▶ Short problem
Reproduce the text of every entry below verbatim, leaving out the pictures.

▶ Records for processing
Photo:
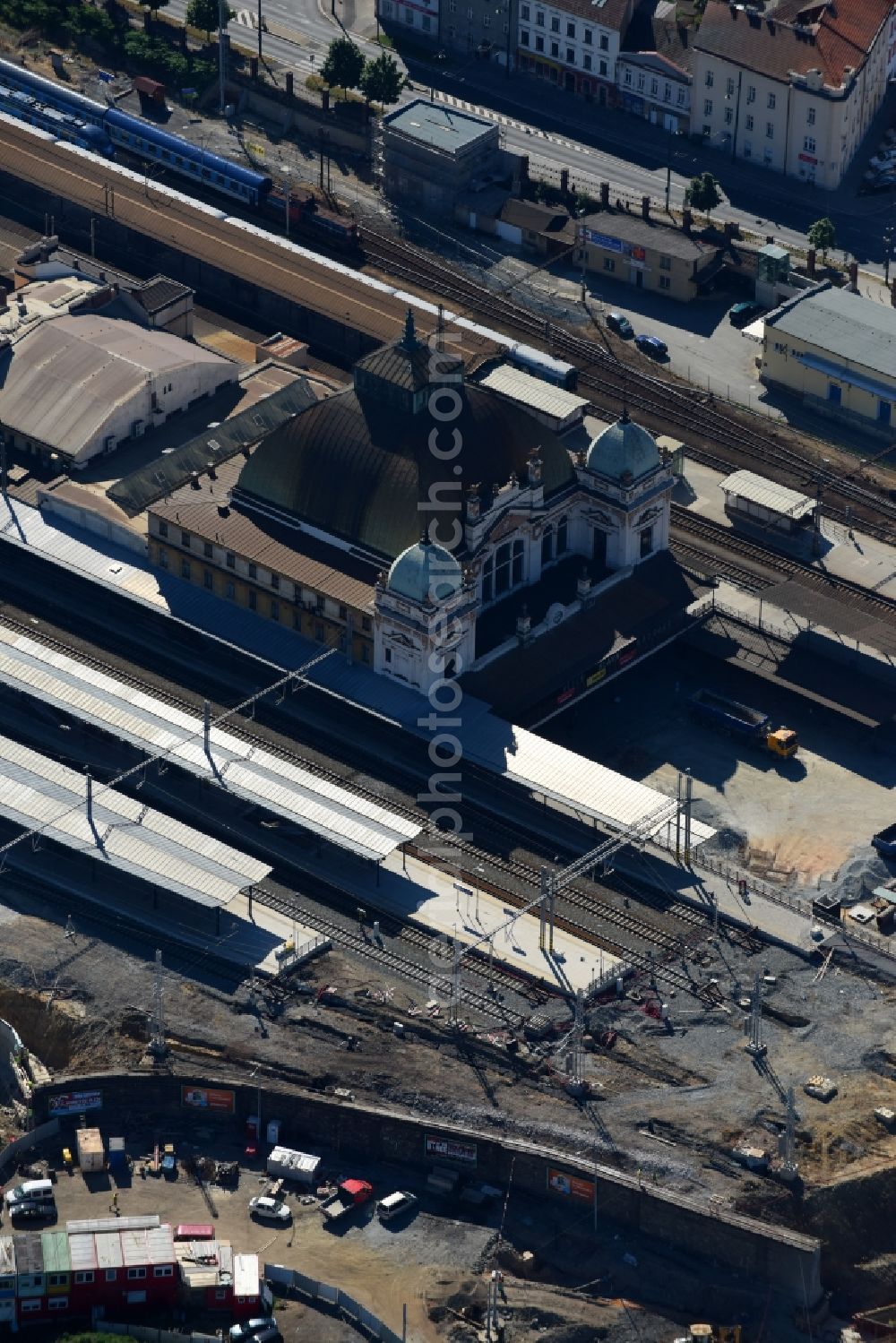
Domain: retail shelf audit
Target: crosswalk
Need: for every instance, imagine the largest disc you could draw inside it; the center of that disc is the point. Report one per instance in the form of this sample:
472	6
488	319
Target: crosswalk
462	105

▶ Task response
Photo:
Domain: retail shelf audit
Target: crosswalk
Need: for every instance, imagine the largest disc you could draw inside it; the center of that disc is the point. Report one per instance in the form of this sample:
472	6
488	319
Target: crosswalk
462	105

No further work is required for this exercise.